#### [ASSIGNED TASK 1]
Reproduce the stretch of the CFAA passage from "The CFAA provides" through "18 U.S.C. §1030(a)(4)-(5)(C).", substituting "negligently" for "recklessly".
#### [ASSIGNED TASK 2]
Pick up the discussion of the CFAA after its last sentence and carry it further.

#### [EXTRACTED TEXT]
The CFAA was initially enacted in 1986 as a criminal statute, and prohibited anyone from accessing a computer system belonging to a bank or the federal government without authorization. Pub. L. No. 98-474, 100 Stat. 1213 (1986). In 1994, Congress expanded the reach of the CFAA by adding a civil remedy. Pub. L. No. 103-322 §290001(g), 108 Stat. 1796 (1994).
The CFAA provides that anyone who "knowingly and with intent to defraud, accesses a personal computer without authorization, or exceeds authorized access, and by means of such conduct furthers the intended fraud and obtains anything of value…[or] intentionally accesses a protected computer without authorization, and as a result of such conduct, recklessly causes damage; or intentionally accesses a protected computer without authorization, and as a result of such conduct, causes damage and loss…shall be punished." 18 U.S.C. §1030(a)(4)-(5)(C).
(II) the modification or impairment, or potential modification or impairment, of the medical examination, diagnosis, treatment, or care of 1 or more individuals; (III) physical injury to any person; (IV) a threat to public health or safety; (V) damage affecting a computer used by or for an entity of the United States Government in furtherance of the administration of justice, national defense, or national security; or (VI) damage affecting 10 or more protected computers during any 1-year period.
18 U.S.C. §1030(g). If successful, an employer may obtain both compensatory damages, injunctive relief or "other equitable relief." Id.
Courts disagree, however, about how broadly the CFAA, and specifically the definition of "exceeds authorized access," can be interpreted. The CFAA defines the term "exceeds authorized access" as "to access a computer with authorization and to use such access to obtain or alter information in the computer that the accesser is not entitled so to obtain or alter." §1030(e)(6). The First, Fifth, Seventh and Eleventh circuits have held that the CFAA can apply to employees who have access to a protected computer that stores their employer's confidential information but use that information for a wrongful or disloyal purpose. The Fourth and Ninth circuits, however, have held that employees violate the CFAA only if they obtain information without their employer having given them access to the source of that information.

#### [EXCERPTED DATA]

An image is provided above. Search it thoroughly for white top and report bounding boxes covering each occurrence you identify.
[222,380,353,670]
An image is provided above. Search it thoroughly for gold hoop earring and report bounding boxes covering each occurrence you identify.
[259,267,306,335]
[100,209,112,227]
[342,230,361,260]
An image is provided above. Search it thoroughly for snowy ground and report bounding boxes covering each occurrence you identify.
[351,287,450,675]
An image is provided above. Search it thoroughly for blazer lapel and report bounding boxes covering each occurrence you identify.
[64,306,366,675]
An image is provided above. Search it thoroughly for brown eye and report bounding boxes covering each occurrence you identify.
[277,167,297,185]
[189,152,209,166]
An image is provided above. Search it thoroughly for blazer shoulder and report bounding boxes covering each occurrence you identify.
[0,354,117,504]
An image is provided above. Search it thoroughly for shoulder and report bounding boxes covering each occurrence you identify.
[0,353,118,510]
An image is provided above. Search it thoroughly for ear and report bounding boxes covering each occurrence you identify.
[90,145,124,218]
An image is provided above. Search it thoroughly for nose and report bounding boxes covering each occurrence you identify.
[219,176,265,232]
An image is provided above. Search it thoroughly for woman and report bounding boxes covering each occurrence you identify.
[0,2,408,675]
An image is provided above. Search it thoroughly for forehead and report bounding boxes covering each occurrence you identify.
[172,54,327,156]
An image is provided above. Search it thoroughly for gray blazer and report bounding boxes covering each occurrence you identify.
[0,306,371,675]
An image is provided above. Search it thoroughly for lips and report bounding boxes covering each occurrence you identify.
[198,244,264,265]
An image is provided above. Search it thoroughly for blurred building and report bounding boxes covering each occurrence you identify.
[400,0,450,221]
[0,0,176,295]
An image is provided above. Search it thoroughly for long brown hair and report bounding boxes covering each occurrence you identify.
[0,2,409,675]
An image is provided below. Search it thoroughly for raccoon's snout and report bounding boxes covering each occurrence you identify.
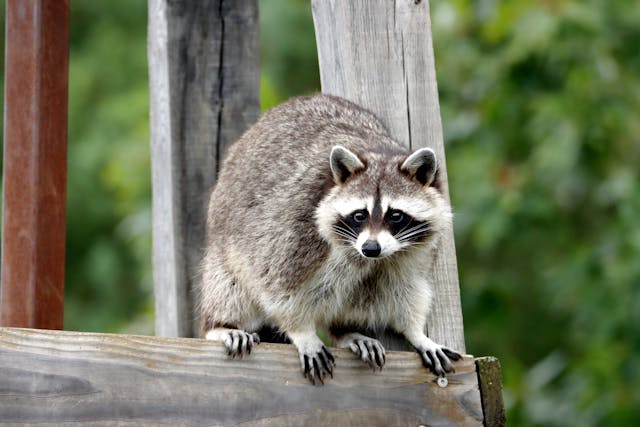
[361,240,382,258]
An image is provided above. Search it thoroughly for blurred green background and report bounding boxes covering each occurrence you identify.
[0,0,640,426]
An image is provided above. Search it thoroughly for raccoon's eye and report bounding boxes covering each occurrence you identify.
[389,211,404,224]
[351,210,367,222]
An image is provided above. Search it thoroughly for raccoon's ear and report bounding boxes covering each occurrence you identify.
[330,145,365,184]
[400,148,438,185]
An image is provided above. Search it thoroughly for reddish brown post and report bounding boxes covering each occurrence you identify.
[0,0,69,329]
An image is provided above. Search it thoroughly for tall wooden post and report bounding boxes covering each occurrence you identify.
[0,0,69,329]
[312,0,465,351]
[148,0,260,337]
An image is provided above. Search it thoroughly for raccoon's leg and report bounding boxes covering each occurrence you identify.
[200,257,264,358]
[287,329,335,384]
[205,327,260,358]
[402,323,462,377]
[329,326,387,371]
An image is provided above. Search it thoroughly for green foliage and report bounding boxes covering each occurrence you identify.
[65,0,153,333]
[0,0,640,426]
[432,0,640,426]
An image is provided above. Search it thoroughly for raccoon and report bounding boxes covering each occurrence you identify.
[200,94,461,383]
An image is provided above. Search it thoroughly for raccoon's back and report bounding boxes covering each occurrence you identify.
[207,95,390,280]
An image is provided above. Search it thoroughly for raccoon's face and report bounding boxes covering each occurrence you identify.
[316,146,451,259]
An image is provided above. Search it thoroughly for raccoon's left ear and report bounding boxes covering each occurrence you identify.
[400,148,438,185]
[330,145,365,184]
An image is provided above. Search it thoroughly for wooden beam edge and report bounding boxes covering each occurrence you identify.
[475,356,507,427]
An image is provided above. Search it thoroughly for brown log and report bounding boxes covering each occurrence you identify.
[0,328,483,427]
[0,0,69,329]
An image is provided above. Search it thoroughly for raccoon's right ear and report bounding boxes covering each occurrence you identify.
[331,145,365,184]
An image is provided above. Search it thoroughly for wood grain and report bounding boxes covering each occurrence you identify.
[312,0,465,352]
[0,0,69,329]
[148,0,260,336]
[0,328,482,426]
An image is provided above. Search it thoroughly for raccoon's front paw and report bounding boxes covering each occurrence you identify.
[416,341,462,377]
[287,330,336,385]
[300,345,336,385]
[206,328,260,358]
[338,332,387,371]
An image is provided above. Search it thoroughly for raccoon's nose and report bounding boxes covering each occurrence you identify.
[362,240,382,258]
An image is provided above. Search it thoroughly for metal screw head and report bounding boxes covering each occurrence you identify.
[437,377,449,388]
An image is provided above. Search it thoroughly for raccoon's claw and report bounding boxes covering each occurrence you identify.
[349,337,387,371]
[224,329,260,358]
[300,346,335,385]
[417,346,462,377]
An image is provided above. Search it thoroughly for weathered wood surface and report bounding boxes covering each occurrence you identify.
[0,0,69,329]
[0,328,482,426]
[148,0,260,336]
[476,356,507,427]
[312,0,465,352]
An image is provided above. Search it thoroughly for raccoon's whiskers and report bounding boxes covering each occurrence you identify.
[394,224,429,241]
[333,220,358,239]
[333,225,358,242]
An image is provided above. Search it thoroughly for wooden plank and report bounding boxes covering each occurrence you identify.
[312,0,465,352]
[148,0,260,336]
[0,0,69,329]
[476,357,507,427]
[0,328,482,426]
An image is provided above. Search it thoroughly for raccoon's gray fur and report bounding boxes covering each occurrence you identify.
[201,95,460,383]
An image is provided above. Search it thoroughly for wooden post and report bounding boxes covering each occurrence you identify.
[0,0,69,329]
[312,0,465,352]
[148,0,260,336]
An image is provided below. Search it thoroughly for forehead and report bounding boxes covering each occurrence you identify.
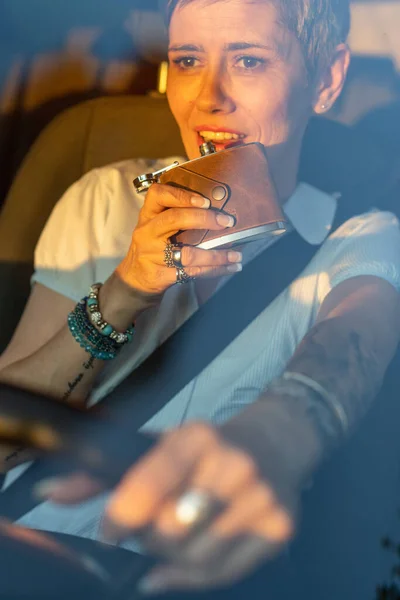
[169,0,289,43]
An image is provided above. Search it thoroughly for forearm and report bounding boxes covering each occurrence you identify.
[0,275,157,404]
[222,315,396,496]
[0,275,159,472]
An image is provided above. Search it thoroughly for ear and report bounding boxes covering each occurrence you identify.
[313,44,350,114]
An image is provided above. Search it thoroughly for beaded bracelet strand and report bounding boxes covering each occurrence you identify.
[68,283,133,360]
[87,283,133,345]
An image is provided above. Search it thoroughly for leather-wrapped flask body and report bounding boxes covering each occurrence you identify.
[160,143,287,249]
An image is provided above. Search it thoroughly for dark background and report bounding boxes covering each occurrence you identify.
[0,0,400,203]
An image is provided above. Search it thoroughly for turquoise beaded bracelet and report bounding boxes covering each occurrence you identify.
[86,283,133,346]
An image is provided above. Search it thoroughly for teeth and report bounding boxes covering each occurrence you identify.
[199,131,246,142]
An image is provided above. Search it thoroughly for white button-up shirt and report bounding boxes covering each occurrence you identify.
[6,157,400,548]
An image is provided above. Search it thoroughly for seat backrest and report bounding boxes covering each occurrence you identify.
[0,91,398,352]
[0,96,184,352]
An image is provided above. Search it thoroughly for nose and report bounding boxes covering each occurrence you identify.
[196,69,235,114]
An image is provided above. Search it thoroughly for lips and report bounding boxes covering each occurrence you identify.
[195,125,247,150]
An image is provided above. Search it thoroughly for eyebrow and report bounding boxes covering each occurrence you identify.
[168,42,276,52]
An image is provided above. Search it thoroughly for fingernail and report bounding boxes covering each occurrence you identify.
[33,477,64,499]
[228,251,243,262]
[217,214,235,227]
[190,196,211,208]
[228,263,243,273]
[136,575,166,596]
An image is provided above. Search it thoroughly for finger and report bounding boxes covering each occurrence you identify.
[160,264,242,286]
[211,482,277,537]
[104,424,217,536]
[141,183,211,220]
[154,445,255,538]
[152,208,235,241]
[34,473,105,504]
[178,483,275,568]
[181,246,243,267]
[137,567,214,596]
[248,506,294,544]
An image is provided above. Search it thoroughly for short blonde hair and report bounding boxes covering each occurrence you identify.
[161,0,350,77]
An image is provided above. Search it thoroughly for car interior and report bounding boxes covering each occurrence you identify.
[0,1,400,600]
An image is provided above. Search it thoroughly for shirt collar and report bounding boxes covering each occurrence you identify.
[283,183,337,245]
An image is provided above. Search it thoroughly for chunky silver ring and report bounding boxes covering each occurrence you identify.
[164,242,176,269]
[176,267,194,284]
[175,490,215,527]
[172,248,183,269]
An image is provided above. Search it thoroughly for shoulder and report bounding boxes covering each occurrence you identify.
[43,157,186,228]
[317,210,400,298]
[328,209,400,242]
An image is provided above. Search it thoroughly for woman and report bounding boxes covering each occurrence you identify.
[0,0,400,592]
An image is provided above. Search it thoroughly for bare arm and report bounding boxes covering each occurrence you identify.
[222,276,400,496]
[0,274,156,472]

#### [ANSWER SECTION 1]
The CFAA provides that anyone who "knowingly and with intent to defraud, accesses a personal computer without authorization, or exceeds authorized access, and by means of such conduct furthers the intended fraud and obtains anything of value…[or] intentionally accesses a protected computer without authorization, and as a result of such conduct, negligently causes damage; or intentionally accesses a protected computer without authorization, and as a result of such conduct, causes damage and loss…shall be punished." 18 U.S.C. §1030(a)(4)-(5)(C).

#### [ANSWER SECTION 2]
In 2012, it appeared that the Supreme Court would resolve the conflict in the circuits when it granted a petition for certiorari in WEC Carolina Energy Solutions v. Miller, 687 F.3d 199, 207 (4th Cir. 2012), where the U.S. Court of Appeals for the Fourth Circuit held that an employee who downloaded confidential and proprietary information to his personal computer, in violation of company policy, did not violate the CFAA. However, the Supreme Court recently dismissed the petition for certiorari at the parties' request. WEC Carolina Energy Solutions v. Miller, 133 S. Ct. 831 (2013). In this article, we analyze divergent interpretations of the CFAA and offer some suggestions regarding how employers can craft their policies so as to maximize the possibility of using the CFAA to protect confidential information in the hands of departing employees.
Some courts have concluded that an employee may act "without authorization" or "in excess of authorized access" under the CFAA when he accesses confidential or proprietary information from his employer's computers that he has permission to access but then uses that information in a manner that is inconsistent with the employer's interests or in violation of contractual obligations or fiduciary duties. For example, the U.S. Court of Appeals for the Seventh Circuit held that a breach of an employee's duty of loyalty can create liability under the CFAA in International Airport Centers v. Citrin, 440 F.3d 418, 420-21 (7th Cir. 2006). In that case, an employer loaned an employee a laptop, on which the employee was to record data collected in the course of his work. Before resigning to start his own business, the employee allegedly deleted all of the data on the employer's laptop, including data that he had collected for the employer's benefit.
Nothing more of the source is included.